▶ **Extract provided**:

##########

While grounded in historical fact, the evolving legend of Marie Laveau, New Orleans’s voodoo queen, also owes some of its power and intrigue to the swamp settings in which she carried out her ceremonies.Voodoo’s animistic and natural elements, combined with Laveau’s use of snakes in her ceremonies, link her with the dark and forbidding swamps surrounding New Orleans. Even now, some swamp tours promise glimpses into the “haunted” recesses of the Louisiana swamps, appealing to tourists’ fascination with the terror-filled swamps of folklore.

Swamps in Louisiana Literature

In Louisiana literature, perhaps the most famous evocation of swamps as places of beauty rather than of menace is Henry Wadsworth Longfellow’s 1847 poem “Evangeline.” Though Longfellow, a New Englander, had never actually seen the environment he describes, he imbues Louisiana swamps with a dark, romantic beauty, referring to them as “the forest primeval.” His poem has been adopted as part of Cajun culture, as evidenced by the parish and state parks, and numerous streets, bearing the name Evangeline. A rough contemporary of Longfellow’s, Louisiana humorist Henry Clay Lewis, represented the swamps differently in his 1859 short-story collection, Odd Leaves from the Life of a Louisiana Swamp Doctor. Writing in the tradition of the southwestern humorists, Lewis uses the primal swamp setting to skewer the aristocratic pretense of the planters around him.

The dark and menacing tropes surrounding the swamps made them a useful rhetorical tool for George Washington Cable, the noted fiction writer and activist for racial justice. Cable used the swamps surrounding New Orleans to great symbolic effect in short stories such as “Jean-ah Poquelin,” in which they signify cultural decay and stagnation. Yet in his 1880 novel, The Grandissimes, Cable uses the story of a slave’s escape into the swamp to critique the greater horrors of the society that enslaved him.

##########

▶ **Tasks to perform**:
1 – List every literary work named by title in the excerpt about Louisiana swamps.
2 – Copy word for word the part of the excerpt about Louisiana swamps that begins at the words "While grounded in" and stops after the words "swamps of folklore.".

▶ **Data block**:

##########

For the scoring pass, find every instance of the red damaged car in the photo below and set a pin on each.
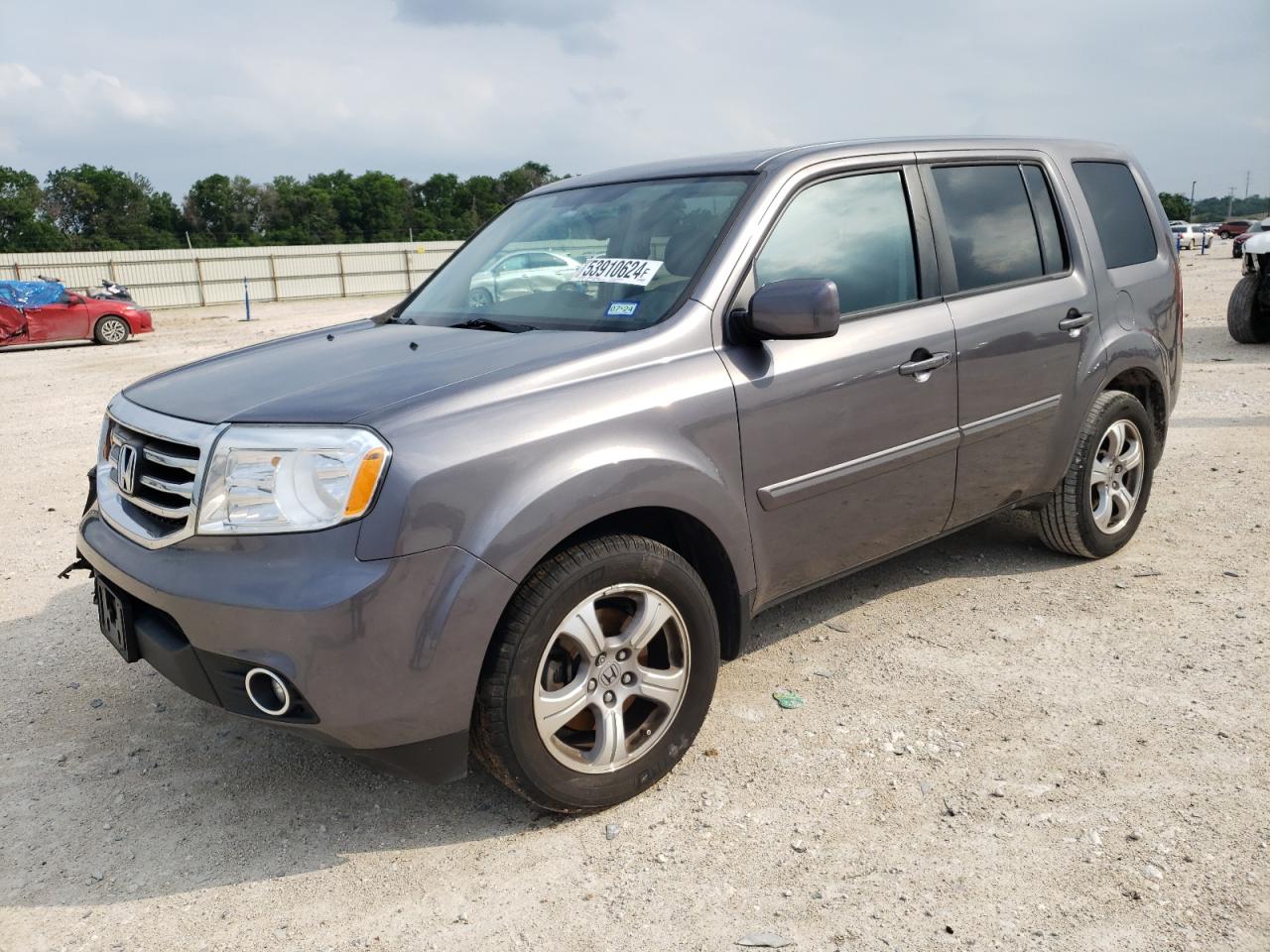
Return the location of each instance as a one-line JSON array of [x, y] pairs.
[[42, 311]]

##########

▶ **Solved problems**:
1 –
"Evangeline"
Odd Leaves from the Life of a Louisiana Swamp Doctor
"Jean-ah Poquelin"
The Grandissimes

2 –
While grounded in historical fact, the evolving legend of Marie Laveau, New Orleans’s voodoo queen, also owes some of its power and intrigue to the swamp settings in which she carried out her ceremonies.Voodoo’s animistic and natural elements, combined with Laveau’s use of snakes in her ceremonies, link her with the dark and forbidding swamps surrounding New Orleans. Even now, some swamp tours promise glimpses into the “haunted” recesses of the Louisiana swamps, appealing to tourists’ fascination with the terror-filled swamps of folklore.